■ **ABOUT THIS TASK**: Exact copy without images: repeat every entry as written.

Stored data
== Segment start ==

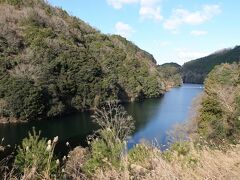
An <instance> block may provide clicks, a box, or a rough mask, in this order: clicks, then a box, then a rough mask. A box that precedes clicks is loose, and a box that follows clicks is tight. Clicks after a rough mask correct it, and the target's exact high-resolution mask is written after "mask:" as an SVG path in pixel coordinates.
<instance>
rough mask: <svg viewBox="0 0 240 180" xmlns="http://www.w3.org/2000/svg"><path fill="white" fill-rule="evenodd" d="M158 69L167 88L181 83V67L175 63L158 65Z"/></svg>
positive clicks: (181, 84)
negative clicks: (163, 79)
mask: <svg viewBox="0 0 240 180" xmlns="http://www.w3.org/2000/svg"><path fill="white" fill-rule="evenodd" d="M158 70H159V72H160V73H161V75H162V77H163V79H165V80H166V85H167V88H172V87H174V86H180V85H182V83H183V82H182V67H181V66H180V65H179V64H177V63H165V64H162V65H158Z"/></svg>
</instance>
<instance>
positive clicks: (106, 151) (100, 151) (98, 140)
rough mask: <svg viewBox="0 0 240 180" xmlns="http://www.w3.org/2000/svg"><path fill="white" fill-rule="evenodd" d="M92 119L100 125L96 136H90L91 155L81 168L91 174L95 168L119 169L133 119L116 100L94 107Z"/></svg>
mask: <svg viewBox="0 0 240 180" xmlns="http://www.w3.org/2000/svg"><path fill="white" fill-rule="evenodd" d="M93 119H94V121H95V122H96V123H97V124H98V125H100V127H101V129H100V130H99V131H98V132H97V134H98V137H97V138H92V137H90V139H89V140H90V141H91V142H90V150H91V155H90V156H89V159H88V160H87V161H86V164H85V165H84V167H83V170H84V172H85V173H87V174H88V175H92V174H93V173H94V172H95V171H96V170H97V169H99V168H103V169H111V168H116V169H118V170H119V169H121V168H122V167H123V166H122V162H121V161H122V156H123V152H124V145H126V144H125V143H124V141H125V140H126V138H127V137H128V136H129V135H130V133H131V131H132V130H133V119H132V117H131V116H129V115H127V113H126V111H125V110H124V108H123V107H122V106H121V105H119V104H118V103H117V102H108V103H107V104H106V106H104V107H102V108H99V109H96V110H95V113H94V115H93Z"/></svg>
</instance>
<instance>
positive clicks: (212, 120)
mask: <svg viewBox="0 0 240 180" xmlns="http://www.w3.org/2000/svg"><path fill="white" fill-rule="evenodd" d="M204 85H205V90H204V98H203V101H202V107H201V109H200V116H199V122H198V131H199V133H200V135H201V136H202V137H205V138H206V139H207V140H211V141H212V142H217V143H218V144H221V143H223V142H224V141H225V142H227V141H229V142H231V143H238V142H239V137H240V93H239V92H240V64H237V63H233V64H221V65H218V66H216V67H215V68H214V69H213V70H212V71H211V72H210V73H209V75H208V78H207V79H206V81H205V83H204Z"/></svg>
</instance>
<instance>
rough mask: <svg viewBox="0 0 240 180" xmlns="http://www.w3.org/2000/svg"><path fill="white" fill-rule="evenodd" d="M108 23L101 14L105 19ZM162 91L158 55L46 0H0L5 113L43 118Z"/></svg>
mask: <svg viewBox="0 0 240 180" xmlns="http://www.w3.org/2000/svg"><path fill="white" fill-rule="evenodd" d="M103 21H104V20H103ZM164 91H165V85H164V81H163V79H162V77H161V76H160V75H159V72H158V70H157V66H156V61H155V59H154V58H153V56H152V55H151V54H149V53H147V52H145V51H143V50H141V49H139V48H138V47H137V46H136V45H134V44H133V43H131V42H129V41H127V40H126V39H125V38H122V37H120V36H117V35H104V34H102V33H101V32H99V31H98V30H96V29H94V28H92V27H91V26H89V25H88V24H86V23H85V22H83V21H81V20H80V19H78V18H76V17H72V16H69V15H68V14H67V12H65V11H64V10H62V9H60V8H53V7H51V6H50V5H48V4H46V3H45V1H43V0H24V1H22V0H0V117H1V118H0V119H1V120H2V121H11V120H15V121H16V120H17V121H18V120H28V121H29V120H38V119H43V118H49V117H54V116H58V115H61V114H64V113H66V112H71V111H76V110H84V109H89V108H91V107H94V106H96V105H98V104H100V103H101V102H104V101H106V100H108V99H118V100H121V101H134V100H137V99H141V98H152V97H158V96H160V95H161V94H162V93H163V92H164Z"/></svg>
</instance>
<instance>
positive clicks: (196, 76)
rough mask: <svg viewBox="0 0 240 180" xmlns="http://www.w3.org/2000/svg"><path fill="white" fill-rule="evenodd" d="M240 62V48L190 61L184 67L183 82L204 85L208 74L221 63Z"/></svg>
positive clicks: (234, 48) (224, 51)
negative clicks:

== Segment end ==

■ **RESULT FOR THIS TASK**:
An <instance> block may provide clicks, a box, or a rough mask, in this order: clicks, then a box, then a rough mask. A box that precedes clicks is loose, and a box that follows clicks is tight. Clicks after a rough mask correct it, and the target's exact high-resolution mask is written after "mask:" as an SVG path in pixel coordinates.
<instance>
rough mask: <svg viewBox="0 0 240 180" xmlns="http://www.w3.org/2000/svg"><path fill="white" fill-rule="evenodd" d="M158 69L167 88L181 83V67L175 63L158 65Z"/></svg>
positive clicks: (181, 84)
negative clicks: (163, 79)
mask: <svg viewBox="0 0 240 180" xmlns="http://www.w3.org/2000/svg"><path fill="white" fill-rule="evenodd" d="M158 70H159V72H160V73H161V75H162V77H163V79H165V80H166V85H167V88H172V87H174V86H180V85H182V83H183V82H182V67H181V66H180V65H179V64H177V63H165V64H162V65H158Z"/></svg>
</instance>
<instance>
positive clicks: (106, 151) (100, 151) (98, 140)
rough mask: <svg viewBox="0 0 240 180" xmlns="http://www.w3.org/2000/svg"><path fill="white" fill-rule="evenodd" d="M92 119L100 125L96 136H90L91 155L81 168L91 174L95 168L119 169L133 119L116 100L94 107Z"/></svg>
mask: <svg viewBox="0 0 240 180" xmlns="http://www.w3.org/2000/svg"><path fill="white" fill-rule="evenodd" d="M93 119H94V121H95V122H96V123H97V124H98V125H100V127H101V129H100V130H99V131H98V132H97V134H98V137H97V138H92V137H90V139H89V140H90V141H91V142H90V150H91V155H90V156H89V159H88V160H87V161H86V164H85V165H84V167H83V170H84V172H85V173H87V174H88V175H92V174H93V173H94V172H95V171H96V170H97V169H99V168H103V169H111V168H116V169H118V170H119V169H121V168H122V167H123V166H122V162H121V161H122V156H123V152H124V145H126V144H125V143H124V141H125V140H126V138H127V137H128V136H129V135H130V133H131V131H132V130H133V119H132V117H131V116H129V115H127V113H126V111H125V110H124V108H123V107H122V106H121V105H119V104H118V103H117V102H108V103H107V104H106V106H104V107H102V108H99V109H96V110H95V113H94V115H93Z"/></svg>
</instance>
<instance>
positive clicks: (212, 120)
mask: <svg viewBox="0 0 240 180" xmlns="http://www.w3.org/2000/svg"><path fill="white" fill-rule="evenodd" d="M204 85H205V90H204V98H203V101H202V107H201V109H200V116H199V122H198V131H199V133H200V135H201V136H202V137H205V138H206V139H207V140H211V141H212V142H217V143H218V144H221V143H223V142H224V141H225V142H227V141H229V142H231V143H238V142H239V137H240V93H239V92H240V64H237V63H233V64H221V65H218V66H216V67H215V68H214V69H213V70H212V71H211V72H210V73H209V75H208V78H207V79H206V81H205V83H204Z"/></svg>
</instance>
<instance>
rough mask: <svg viewBox="0 0 240 180" xmlns="http://www.w3.org/2000/svg"><path fill="white" fill-rule="evenodd" d="M108 23L101 14L105 19ZM162 91L158 55L46 0H0L5 113L43 118Z"/></svg>
mask: <svg viewBox="0 0 240 180" xmlns="http://www.w3.org/2000/svg"><path fill="white" fill-rule="evenodd" d="M103 21H104V20H103ZM164 91H165V85H164V81H163V79H162V77H161V76H160V75H159V72H158V70H157V66H156V61H155V59H154V58H153V56H152V55H151V54H149V53H147V52H145V51H143V50H141V49H139V48H138V47H137V46H136V45H134V44H133V43H131V42H129V41H127V40H126V39H125V38H122V37H120V36H117V35H104V34H102V33H101V32H99V31H98V30H96V29H94V28H92V27H91V26H89V25H88V24H86V23H85V22H83V21H81V20H80V19H78V18H76V17H72V16H69V15H68V14H67V12H65V11H64V10H62V9H60V8H53V7H51V6H50V5H48V4H46V3H45V1H43V0H24V1H22V0H0V117H1V118H0V119H1V120H2V121H11V120H15V121H16V120H17V121H18V120H28V121H29V120H38V119H43V118H49V117H54V116H58V115H61V114H64V113H66V112H71V111H76V110H84V109H89V108H91V107H94V106H96V105H98V104H100V103H101V102H104V101H106V100H108V99H118V100H121V101H134V100H137V99H141V98H152V97H158V96H160V95H161V94H162V93H163V92H164Z"/></svg>
</instance>
<instance>
positive clicks: (196, 76)
rough mask: <svg viewBox="0 0 240 180" xmlns="http://www.w3.org/2000/svg"><path fill="white" fill-rule="evenodd" d="M240 62V48L190 61L184 67L183 82L204 85L208 74L221 63Z"/></svg>
positive clicks: (234, 48) (224, 51)
negative clicks:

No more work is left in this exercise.